Collect each line from the items below that contains the word "bride", and copy every such line in full.
--- START ---
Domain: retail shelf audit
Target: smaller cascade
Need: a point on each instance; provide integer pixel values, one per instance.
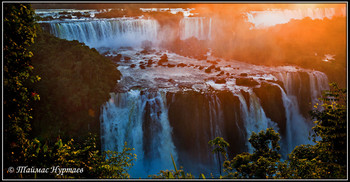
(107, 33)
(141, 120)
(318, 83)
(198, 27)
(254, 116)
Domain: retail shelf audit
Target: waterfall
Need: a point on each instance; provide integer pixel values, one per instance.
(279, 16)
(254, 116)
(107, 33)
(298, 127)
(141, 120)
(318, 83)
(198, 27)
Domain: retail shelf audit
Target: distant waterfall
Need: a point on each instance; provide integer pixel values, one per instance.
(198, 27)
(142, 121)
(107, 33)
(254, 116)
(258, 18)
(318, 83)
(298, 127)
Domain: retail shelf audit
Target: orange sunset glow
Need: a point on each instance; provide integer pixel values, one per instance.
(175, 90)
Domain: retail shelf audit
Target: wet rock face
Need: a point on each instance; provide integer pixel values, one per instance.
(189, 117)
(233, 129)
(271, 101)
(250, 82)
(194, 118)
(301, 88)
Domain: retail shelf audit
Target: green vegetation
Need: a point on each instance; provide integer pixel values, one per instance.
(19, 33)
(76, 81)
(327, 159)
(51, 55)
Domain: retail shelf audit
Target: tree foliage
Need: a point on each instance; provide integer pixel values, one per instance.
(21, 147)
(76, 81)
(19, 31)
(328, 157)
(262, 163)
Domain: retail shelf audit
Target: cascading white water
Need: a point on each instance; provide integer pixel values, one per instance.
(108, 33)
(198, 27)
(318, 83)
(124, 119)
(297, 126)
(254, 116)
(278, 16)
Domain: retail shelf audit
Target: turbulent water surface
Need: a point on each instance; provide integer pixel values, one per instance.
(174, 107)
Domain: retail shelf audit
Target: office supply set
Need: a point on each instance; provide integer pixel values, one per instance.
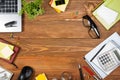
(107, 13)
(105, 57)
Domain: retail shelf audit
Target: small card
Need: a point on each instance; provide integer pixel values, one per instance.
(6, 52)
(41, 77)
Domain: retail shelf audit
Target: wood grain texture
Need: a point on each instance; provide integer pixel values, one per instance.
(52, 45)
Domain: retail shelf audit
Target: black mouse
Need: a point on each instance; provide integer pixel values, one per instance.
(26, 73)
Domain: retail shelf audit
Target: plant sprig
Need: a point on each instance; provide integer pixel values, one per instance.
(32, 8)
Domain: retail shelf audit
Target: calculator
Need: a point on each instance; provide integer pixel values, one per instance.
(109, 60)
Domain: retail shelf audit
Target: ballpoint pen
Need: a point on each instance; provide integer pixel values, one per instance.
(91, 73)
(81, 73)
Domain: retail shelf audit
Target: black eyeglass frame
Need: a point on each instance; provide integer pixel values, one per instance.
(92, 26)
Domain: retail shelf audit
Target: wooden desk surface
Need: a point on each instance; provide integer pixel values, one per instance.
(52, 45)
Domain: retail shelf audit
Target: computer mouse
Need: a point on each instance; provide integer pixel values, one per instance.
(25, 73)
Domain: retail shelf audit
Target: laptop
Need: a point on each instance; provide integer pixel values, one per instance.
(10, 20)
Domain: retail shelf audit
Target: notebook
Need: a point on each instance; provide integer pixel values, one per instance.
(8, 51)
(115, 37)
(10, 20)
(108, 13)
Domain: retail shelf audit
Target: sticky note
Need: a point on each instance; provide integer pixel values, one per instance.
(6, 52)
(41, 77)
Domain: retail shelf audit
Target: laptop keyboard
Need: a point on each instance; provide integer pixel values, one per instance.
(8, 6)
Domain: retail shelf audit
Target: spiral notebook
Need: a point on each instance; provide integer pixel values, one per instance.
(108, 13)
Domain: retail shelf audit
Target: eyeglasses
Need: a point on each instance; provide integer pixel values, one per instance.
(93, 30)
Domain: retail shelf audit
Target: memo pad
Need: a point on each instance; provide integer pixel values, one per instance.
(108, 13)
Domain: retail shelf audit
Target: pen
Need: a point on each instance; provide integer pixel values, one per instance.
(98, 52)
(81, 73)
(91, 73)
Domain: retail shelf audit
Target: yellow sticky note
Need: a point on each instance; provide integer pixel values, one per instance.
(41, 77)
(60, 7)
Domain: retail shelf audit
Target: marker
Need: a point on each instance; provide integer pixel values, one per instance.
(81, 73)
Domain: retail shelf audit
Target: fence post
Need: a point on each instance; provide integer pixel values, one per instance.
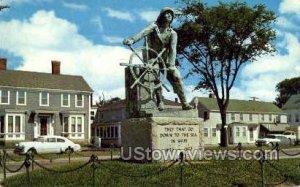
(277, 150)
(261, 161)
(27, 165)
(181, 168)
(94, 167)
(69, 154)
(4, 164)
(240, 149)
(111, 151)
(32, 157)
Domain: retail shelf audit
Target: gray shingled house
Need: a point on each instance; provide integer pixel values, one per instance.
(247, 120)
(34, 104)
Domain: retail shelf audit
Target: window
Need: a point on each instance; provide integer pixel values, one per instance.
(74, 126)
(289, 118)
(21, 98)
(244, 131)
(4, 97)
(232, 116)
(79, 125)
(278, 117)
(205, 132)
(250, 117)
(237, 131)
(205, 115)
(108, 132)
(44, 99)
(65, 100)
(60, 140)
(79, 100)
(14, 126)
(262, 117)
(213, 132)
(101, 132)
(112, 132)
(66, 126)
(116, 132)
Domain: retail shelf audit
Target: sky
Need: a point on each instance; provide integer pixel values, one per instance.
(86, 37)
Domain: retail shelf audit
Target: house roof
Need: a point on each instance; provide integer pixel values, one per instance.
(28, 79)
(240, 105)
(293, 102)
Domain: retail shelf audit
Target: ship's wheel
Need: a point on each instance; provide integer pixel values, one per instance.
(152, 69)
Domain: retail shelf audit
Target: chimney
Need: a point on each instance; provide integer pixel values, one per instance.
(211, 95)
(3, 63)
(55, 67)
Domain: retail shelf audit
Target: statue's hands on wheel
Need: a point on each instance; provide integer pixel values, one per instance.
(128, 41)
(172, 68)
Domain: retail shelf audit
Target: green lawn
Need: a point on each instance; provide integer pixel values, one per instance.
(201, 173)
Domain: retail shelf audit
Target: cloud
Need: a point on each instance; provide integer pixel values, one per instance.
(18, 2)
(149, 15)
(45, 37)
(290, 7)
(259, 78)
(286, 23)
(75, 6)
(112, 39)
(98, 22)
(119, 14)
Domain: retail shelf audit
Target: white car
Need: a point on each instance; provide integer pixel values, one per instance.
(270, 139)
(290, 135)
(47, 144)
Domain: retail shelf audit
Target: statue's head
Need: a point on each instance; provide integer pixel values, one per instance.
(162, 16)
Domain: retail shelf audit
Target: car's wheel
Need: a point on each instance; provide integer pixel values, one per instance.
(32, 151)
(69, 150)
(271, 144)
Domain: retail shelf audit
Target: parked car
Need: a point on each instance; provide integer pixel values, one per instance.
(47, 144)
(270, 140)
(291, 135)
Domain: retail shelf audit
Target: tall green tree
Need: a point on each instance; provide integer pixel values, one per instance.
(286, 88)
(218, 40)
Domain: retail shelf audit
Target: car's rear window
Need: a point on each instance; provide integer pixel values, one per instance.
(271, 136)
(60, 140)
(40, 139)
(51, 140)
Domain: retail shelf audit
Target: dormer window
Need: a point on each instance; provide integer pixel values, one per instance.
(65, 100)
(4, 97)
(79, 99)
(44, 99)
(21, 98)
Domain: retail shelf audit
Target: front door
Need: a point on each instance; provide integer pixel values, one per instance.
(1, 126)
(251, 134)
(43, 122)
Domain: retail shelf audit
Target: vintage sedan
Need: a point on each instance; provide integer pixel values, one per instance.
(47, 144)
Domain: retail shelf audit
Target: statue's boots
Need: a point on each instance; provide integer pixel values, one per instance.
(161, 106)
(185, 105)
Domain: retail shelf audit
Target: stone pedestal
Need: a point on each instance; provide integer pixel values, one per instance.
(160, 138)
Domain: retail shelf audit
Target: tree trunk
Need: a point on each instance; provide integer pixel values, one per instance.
--- END ---
--- START ---
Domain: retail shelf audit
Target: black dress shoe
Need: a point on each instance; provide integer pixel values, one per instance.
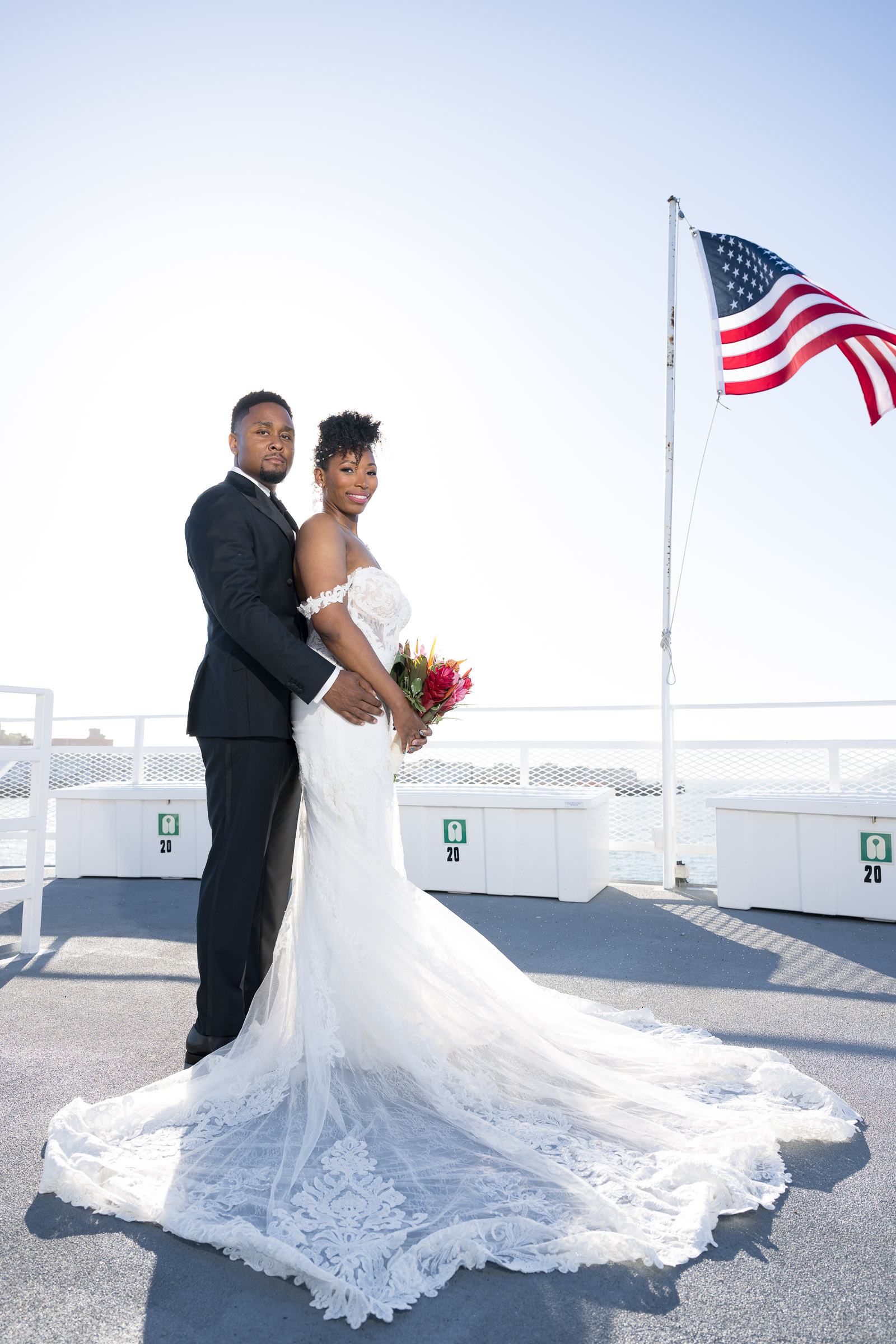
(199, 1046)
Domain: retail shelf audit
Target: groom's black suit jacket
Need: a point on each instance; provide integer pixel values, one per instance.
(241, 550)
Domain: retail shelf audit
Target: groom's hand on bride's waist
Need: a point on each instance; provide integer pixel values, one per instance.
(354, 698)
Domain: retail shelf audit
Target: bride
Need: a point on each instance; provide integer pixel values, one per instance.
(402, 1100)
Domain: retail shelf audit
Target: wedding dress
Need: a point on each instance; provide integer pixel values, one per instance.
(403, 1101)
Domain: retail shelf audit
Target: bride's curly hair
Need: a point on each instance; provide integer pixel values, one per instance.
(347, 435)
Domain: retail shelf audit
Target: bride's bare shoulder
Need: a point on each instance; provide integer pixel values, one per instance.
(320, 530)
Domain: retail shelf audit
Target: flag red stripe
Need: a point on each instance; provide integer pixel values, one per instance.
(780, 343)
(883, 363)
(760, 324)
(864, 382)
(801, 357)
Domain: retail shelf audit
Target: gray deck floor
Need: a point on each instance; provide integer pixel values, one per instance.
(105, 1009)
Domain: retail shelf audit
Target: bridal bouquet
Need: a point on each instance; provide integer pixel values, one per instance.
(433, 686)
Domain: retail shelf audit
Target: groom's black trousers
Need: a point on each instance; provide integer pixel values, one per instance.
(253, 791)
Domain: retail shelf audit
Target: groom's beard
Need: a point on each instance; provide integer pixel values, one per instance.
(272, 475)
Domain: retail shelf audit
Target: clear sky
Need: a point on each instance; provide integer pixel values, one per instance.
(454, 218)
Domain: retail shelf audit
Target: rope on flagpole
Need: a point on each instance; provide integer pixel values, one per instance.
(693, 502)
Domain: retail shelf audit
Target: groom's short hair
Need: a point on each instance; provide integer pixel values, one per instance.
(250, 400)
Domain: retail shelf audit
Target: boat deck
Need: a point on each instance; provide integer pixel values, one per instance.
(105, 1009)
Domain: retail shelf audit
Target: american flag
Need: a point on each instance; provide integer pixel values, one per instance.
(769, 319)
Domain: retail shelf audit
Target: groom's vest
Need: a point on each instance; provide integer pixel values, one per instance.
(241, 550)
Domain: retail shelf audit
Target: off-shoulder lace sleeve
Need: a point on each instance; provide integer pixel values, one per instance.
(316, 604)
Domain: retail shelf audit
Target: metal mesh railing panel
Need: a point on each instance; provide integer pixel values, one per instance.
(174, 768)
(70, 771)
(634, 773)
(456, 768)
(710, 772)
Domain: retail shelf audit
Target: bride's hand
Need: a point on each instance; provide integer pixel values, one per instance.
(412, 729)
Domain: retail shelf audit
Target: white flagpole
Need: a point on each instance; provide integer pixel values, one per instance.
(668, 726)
--- END ---
→ Response for this exercise
Target: groom's hand on bride's waist
Target: bride
Target: bride's curly hair
Target: bride's bare shoulder
Target: bride's hand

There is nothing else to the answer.